» **Supplied records**:
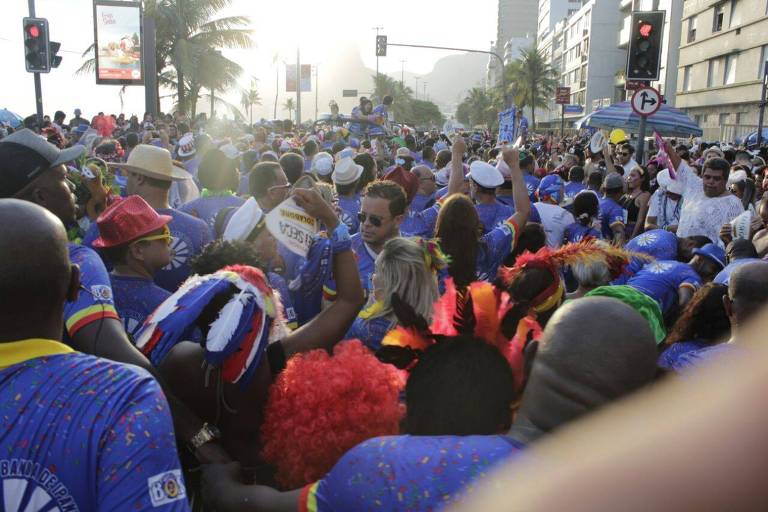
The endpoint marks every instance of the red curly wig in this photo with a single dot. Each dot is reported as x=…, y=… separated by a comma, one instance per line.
x=321, y=406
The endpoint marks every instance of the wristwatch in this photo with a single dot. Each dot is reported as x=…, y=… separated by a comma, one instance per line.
x=205, y=434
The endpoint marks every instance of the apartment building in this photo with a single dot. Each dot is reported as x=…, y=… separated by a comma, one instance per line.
x=723, y=49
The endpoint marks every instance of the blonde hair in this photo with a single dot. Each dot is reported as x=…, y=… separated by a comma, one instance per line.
x=401, y=269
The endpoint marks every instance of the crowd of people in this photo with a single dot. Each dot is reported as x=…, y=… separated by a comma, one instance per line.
x=162, y=345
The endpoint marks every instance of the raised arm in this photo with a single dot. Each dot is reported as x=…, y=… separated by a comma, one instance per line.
x=519, y=191
x=329, y=327
x=457, y=166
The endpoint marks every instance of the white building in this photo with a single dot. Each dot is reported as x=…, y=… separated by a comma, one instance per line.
x=667, y=84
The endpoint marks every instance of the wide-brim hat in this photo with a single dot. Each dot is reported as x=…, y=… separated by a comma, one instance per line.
x=347, y=171
x=127, y=220
x=152, y=162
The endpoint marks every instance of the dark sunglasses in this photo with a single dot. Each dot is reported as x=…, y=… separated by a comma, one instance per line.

» **Exercise aim**: In the listing above, the line with "The endpoint marks every instance of the crowd" and every line after it must be set down word for word, and no other line.

» **Worked solution**:
The endpoint marks every instance of the crowd of people in this photo with a single dot. Each dot is reported as x=…, y=… separated by a comma, one instance per line.
x=162, y=345
The endpoint marks every instance of the raised arm in this photo with a single dot. Each dot is reported as x=…, y=… separated by a comma, one instance per line.
x=519, y=191
x=329, y=327
x=457, y=166
The endpoint marks every instance of the white building in this photo with a single dot. Each dot is reported as x=…, y=… separated by a comma, one instance per line.
x=667, y=84
The endpoint marks every instance of the wide-brim hat in this photo with a single dot. Each dot is reported as x=…, y=… separated by a comma, one instance per line.
x=347, y=171
x=127, y=220
x=152, y=162
The endpoint marks every instance of the dark sunglasses in this photo with a single dot. Each dot is reported as x=…, y=… separated by a comma, one instance per line.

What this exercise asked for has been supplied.